Within the records below, filter for lines carrying the word "white" and copy them.

Segment Start: Task data

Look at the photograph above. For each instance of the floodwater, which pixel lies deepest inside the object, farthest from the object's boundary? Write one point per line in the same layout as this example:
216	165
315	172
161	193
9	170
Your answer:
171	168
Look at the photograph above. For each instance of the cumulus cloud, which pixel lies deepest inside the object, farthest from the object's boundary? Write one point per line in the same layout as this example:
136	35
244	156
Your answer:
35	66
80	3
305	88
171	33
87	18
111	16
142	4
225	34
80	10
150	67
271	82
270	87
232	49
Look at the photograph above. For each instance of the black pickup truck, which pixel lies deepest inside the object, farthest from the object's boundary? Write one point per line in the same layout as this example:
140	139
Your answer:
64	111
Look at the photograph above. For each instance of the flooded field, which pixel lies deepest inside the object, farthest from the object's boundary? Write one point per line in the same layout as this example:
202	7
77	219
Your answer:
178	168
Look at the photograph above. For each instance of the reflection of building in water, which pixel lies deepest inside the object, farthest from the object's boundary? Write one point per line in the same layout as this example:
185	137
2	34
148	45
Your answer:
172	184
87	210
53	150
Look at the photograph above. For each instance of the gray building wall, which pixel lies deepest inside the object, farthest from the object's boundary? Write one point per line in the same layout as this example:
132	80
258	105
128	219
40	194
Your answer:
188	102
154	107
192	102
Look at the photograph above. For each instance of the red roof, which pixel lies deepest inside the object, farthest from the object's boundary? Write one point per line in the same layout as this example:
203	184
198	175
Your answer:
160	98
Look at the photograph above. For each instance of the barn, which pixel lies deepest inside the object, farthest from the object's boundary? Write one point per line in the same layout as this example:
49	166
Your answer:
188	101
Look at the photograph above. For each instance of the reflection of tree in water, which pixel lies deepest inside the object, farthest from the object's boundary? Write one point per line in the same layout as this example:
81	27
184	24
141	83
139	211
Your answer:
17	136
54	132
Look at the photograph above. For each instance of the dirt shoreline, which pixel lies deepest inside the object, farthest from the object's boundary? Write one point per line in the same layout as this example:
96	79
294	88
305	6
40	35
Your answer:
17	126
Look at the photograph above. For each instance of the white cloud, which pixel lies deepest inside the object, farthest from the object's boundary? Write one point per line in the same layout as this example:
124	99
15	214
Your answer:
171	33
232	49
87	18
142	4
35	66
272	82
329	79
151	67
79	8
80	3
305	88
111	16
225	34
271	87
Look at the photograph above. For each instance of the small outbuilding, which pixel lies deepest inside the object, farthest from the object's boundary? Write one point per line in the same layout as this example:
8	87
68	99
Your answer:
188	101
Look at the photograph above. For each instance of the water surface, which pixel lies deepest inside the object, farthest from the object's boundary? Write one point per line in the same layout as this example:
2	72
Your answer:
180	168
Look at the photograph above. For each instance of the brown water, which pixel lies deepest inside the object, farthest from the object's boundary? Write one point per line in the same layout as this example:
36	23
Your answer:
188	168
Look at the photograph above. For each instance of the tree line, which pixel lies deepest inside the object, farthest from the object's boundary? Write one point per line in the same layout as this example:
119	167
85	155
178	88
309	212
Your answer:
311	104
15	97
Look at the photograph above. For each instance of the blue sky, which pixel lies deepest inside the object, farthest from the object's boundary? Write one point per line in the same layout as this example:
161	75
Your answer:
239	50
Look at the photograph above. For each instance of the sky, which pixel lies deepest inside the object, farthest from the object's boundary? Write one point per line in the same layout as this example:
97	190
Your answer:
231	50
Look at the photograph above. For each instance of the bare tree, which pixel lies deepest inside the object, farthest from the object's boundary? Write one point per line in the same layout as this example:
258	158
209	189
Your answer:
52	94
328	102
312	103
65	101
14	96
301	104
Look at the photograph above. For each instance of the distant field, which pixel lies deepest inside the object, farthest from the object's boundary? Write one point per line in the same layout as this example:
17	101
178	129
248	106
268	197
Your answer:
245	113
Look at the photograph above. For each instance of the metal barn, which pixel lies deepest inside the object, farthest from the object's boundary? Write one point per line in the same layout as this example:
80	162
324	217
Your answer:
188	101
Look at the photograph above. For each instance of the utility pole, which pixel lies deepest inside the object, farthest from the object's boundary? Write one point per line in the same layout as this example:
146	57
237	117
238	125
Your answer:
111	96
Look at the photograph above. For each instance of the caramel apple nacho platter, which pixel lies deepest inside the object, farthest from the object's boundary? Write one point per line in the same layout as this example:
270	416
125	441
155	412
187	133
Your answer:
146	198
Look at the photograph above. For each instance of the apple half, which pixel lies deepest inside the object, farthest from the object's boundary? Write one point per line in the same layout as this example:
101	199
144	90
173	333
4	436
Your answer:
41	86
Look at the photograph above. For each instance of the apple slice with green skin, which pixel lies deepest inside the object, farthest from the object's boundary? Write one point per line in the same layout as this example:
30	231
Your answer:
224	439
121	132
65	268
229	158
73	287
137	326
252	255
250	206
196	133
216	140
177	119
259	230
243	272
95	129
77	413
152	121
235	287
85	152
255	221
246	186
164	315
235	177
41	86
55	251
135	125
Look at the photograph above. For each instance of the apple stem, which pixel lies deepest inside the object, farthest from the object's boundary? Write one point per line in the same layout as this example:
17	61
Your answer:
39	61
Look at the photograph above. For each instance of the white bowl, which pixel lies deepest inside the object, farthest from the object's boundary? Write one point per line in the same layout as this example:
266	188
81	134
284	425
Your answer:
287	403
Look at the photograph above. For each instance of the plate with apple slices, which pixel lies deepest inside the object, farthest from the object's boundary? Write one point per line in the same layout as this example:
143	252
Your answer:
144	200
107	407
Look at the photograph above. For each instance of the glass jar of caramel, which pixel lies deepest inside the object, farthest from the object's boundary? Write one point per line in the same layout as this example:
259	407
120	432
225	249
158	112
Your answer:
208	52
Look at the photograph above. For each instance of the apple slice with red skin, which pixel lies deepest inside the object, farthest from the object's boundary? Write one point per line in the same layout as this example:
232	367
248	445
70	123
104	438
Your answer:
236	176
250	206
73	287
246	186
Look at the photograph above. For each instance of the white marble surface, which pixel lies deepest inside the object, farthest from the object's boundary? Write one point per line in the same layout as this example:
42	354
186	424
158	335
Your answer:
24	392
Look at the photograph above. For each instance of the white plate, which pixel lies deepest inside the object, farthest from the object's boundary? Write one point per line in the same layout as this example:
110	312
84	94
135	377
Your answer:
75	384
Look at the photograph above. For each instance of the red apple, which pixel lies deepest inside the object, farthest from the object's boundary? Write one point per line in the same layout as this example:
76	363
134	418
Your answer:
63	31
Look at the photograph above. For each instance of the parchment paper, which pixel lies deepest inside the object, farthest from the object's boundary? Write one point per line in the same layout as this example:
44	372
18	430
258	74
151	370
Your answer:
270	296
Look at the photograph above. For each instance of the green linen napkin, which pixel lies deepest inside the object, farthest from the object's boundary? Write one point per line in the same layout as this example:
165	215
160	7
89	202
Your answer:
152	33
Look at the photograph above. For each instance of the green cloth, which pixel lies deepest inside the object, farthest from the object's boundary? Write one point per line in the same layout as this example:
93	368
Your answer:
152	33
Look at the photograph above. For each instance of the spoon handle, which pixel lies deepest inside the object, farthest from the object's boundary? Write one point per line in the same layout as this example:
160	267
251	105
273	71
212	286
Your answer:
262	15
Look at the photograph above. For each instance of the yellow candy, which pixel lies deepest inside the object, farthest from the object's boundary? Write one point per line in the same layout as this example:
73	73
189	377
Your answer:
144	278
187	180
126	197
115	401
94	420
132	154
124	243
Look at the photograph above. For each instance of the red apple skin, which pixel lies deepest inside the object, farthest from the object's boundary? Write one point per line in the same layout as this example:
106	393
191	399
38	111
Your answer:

Segment End: Task data

## Response to the task
Look at the photograph above. For each instance of the white cloud, which pixel lies deepest inside the object, farthest from the object's boundary? Write one point per line in the same layout as this example:
Look at the photograph above. For each instance of the white bowl, which pixel lies deepest inside the object, farthest from the object's boundary? Write one point per line in the same layout as this example:
Look at the photograph above. For each instance of the white marble surface, which pixel lies deepest inside the object, farthest from the object's boundary? Write one point per line in the same layout as this example:
Look at the photograph above. For each instance of the white plate, which pixel lies deepest inside the object, farthest from the object's boundary? Write one point per line in the same layout as this example:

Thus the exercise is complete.